▶ [Problem description]: Every line of the material must be given again verbatim. Skip the images.
============
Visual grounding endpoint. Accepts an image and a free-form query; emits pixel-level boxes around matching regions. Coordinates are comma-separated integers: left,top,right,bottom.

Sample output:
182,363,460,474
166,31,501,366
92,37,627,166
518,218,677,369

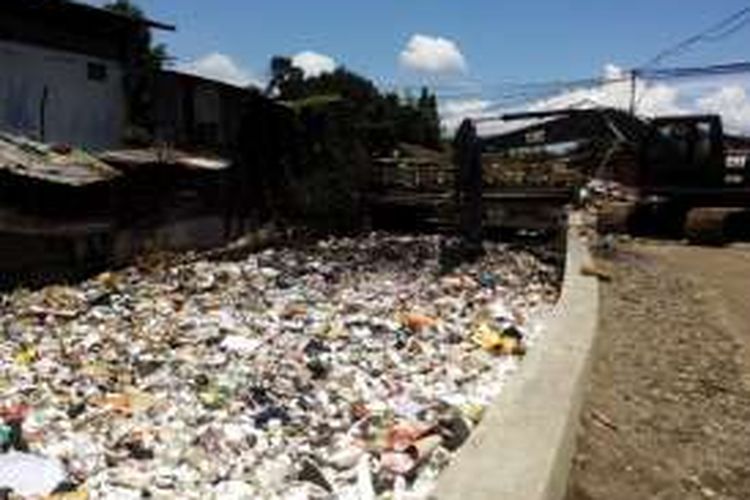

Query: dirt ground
566,240,750,500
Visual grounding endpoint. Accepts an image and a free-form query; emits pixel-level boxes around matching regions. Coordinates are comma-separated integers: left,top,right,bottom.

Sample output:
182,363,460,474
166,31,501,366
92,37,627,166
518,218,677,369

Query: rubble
581,178,638,208
0,233,560,498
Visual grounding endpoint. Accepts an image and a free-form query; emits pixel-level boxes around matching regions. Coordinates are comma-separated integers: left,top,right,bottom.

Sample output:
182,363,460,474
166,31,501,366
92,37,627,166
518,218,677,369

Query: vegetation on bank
============
▶ [Answer to this problem]:
Visual grounding endpoint. Accepts an image and a free-form query; emits pixel-level boxes around matching regions. Coordinates are comma-separated integers: left,top,right,bottom.

Sample output:
182,363,460,474
166,31,501,366
92,37,627,166
518,218,677,369


Query: dirt ground
566,240,750,500
Visual grounding endpoint. Accepts an image and a free-form query; emits pixel-level boxes around matching regions. Coordinates are comma-separated integers: left,top,right,bottom.

Sample output:
182,363,460,474
166,31,501,366
92,37,627,166
518,218,677,369

Query: rubble
581,178,638,208
0,233,560,498
Visual grounding endpoint. Accepts an image and a free-form query; emits pixel-level boxes around matching regions. Coordinates are comma-separated integers: left,top,right,bottom.

Sample output:
182,363,460,474
166,31,501,366
92,37,627,166
518,218,677,369

Query: vegetation on bank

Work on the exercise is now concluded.